## BEGIN TASK DATA
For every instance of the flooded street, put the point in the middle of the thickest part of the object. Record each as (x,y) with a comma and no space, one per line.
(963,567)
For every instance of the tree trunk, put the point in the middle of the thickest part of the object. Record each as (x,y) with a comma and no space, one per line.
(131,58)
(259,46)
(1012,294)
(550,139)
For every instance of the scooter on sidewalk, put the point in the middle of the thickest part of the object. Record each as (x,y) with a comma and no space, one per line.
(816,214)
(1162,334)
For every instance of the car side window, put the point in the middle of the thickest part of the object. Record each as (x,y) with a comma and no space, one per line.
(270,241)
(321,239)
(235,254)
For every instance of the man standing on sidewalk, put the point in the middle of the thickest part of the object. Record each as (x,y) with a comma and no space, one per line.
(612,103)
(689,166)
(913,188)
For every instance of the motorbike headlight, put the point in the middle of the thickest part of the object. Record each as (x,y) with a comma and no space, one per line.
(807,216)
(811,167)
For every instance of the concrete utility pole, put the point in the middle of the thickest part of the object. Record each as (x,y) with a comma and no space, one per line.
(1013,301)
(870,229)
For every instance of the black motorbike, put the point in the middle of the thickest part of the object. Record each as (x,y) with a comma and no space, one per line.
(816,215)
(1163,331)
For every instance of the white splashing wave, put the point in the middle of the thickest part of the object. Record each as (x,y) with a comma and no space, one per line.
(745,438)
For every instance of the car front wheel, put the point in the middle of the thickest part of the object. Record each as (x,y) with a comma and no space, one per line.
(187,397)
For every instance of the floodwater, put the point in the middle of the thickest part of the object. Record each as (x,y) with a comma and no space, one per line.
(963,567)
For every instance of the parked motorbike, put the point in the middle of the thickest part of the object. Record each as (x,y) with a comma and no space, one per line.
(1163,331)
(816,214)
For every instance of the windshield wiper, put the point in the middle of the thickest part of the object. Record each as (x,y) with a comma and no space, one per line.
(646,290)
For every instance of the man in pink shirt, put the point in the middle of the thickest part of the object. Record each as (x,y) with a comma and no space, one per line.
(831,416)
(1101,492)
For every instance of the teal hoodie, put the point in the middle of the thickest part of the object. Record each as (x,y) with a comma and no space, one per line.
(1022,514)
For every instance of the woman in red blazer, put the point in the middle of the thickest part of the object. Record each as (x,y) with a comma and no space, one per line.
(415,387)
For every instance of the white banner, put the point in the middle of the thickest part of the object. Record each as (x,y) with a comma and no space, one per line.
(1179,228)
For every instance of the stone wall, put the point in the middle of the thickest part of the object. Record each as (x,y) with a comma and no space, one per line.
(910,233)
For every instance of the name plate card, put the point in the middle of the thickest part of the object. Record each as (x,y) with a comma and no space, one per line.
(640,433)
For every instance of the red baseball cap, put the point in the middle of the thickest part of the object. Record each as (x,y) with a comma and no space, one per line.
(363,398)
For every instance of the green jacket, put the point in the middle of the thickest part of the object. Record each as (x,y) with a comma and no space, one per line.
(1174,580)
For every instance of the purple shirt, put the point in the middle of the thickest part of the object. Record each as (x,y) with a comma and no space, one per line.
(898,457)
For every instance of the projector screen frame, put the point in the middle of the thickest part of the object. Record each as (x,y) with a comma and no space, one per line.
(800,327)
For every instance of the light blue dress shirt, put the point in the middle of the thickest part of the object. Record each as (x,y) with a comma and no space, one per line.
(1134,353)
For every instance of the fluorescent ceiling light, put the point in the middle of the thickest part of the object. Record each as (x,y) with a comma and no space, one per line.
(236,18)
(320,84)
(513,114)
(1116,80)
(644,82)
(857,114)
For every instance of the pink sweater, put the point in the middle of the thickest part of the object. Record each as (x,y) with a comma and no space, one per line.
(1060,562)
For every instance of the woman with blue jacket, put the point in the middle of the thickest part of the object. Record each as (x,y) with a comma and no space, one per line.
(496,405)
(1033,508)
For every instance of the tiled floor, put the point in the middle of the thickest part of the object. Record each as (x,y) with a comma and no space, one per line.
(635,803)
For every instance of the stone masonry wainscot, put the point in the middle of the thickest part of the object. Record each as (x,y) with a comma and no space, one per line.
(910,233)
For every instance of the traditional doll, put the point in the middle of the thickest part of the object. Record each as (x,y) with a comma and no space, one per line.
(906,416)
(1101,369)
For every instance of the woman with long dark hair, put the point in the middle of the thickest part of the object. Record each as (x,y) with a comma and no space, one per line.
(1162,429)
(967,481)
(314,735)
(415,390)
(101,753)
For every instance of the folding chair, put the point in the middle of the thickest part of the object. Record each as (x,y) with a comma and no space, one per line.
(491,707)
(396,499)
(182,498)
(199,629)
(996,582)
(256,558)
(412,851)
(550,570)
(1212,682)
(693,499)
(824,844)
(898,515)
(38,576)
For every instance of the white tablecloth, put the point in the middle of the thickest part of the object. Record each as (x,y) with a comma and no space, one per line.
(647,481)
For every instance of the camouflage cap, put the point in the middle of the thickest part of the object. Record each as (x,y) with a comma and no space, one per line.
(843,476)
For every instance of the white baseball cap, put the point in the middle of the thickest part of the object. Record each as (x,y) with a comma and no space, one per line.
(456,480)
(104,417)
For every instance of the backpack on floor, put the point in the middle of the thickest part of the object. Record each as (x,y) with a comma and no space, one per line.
## END TASK DATA
### EXERCISE
Pull out each record as written and restate it exactly.

### ANSWER FOR THIS EXERCISE
For every instance of the flooded street, put the point in the middle of the thickest part of the object. Record each as (x,y) with a comma and no space, one per line.
(963,567)
For every instance of the tree trunk, put the point in the middle of the thickest part of the object. Record each as (x,y) with a comma and no space, one per line.
(131,58)
(259,46)
(1012,294)
(550,139)
For every instance of the scooter on sidewalk, put the point in the middle of the thickest part of the object. Record each as (x,y) with a comma and no space, one per line.
(816,214)
(1162,334)
For every instance of the car side window, put the point in the middle of the thickest part of the object. Record each as (x,y) with a comma and no space, one per line.
(270,241)
(321,239)
(235,254)
For every instance of the man standing on sidewalk, put the point in the middle of the thickest part of the object. Record each as (x,y) with a comma and no space, one per line.
(612,103)
(689,166)
(913,188)
For every instance of the motorbike headlight, put the point in the middle of the thickest part of the object. Record each as (x,y) with a comma and no space, one per line.
(807,216)
(811,167)
For every instance of the concrete utility pole, put the point in the middle of the thickest part of the object. Record each as (x,y) with a comma and no space, one per line.
(1013,301)
(870,229)
For every instance of the black motorbike, put the point in the middle of the thickest part of the object. Record each as (x,y) with a comma and no space, one per line.
(816,215)
(1163,331)
For every instance of the white splashing wave, put the point in the middle of the thickest part of the object. Record each as (x,y) with a comma and no space, one per line.
(745,438)
For every instance of the car front wheel, put the point in the middle of the thickest part of the object. Record each as (x,y) with a comma and no space, one per line.
(187,397)
For every instance of the floodwater, put the point in the middle of the thickest part of the object. Record each as (x,y) with a comma and no space, one per line.
(963,567)
For every instance of the parked motorbike, put the point in the middle of the thickest part of the object. Record each as (x,y) with a comma and no space, one per line.
(1163,331)
(816,214)
For every instance of the windshield wiper, put the point in the middle of the thickest part of the object. Record each as (x,y) with a comma and no space, one per line.
(646,290)
For every instance of the man in pink shirt, put the point in the middle of the thickest part of the object. Record each as (x,y) with a comma and no space, one per line.
(831,416)
(1101,492)
For every instance of the teal hoodie, put the point in the middle of the thickest part of the object. Record each as (x,y) with a comma and no space, one per line.
(1022,514)
For every instance of the woman in red blazer, put the point in the middle of the thickest part of the object. Record each as (x,y) with a comma and no space, one per line.
(415,387)
For every instance of the white banner, put the point in the middle of the thickest part of the object. Record each as (x,y) with a comma and no space, one per line.
(1179,228)
For every instance of the stone wall, put the point in the middle of the thickest part of the object. Record each as (x,y) with a comma and no space, one per line.
(910,233)
For every instance of the name plate card, put the point in the middle of the thickest part of the object. Record each as (x,y) with a comma and no space, one per line.
(640,433)
For every instance of the red baseball cap, put the point in the middle of the thickest part of the object. Record each as (x,y) with a comma and no space, one per line.
(363,398)
For every instance of the green jacket, put the point in the middle of the thickest part of the object. Record each as (x,y) with a comma and no space, one per line.
(1174,580)
For every instance of the purple shirt, put the point in the middle of the thickest part of the object. Record each as (x,y) with a comma and no space, one per line.
(898,457)
For every instance of the projector screen frame, put the point in the middle of the thickest part of the object. Record each as (x,y) with a comma and no space, one per line.
(800,327)
For every instance of the light blue dress shirt, put the point in the middle of the thickest part of the object. Record each as (x,y) with a comma and no space, one per line.
(1134,353)
For every instance of the fluorescent ceiling light, put the point in the middle of the thickest part of the object. Record each as (x,y) with a comma and no space, one per line.
(236,18)
(320,84)
(513,114)
(1116,80)
(644,82)
(857,114)
For every instance of the pink sweater, put the point in the middle of the thickest part of the object. Record each as (x,y) with a comma and no space, one per line.
(1060,562)
For every instance of the woman with blue jacket, put the point in the middle of the thickest part of the object. Record each as (x,y) with a comma and no space, one per line.
(496,405)
(1033,508)
For every instance of the tiled floor, put the point in the middle of the thickest part of the object. Record each as (x,y) with a comma and no space, one per line.
(635,803)
For every instance of the stone masonry wainscot, put the point in the middle of the thickest part of the object. Record each as (x,y) with a comma and no space, one per line.
(910,233)
For every instance of the traditional doll, put the point in the middle of the thickest part of the object. Record each as (x,y) with a comma and no space, one per line.
(906,416)
(1101,369)
For every instance of the woman with long dark hair, put the point in the middle of the thickest part of the object. Record each as (x,y) with a comma and no space, one per line.
(1162,429)
(967,481)
(314,735)
(415,390)
(101,753)
For every instance of the folding chair, put the point in the middle of the thickest part of the object. Record each as (x,y) with a comma and no space, one per line.
(491,707)
(396,499)
(182,498)
(199,629)
(996,582)
(256,558)
(412,851)
(550,570)
(1212,682)
(693,499)
(824,844)
(898,515)
(38,576)
For every instance of the white tablecloth, put the point in the middle of the thickest part of the object. Record each as (x,y) with a comma and no space, one per line.
(647,481)
For every instance of the camouflage cap, put the point in the middle of the thickest part of the object. Record each as (x,y) with a comma and no space, one per line.
(843,476)
For every instance of the white baseball cap, put the point in the middle of the thickest part of the object. Record each as (x,y) with a comma and no space, one per line.
(456,480)
(104,417)
For every instance of the backpack on floor, put the point in the middle of the thickest part of the object. Record each as (x,y) with a comma and no space, one per line.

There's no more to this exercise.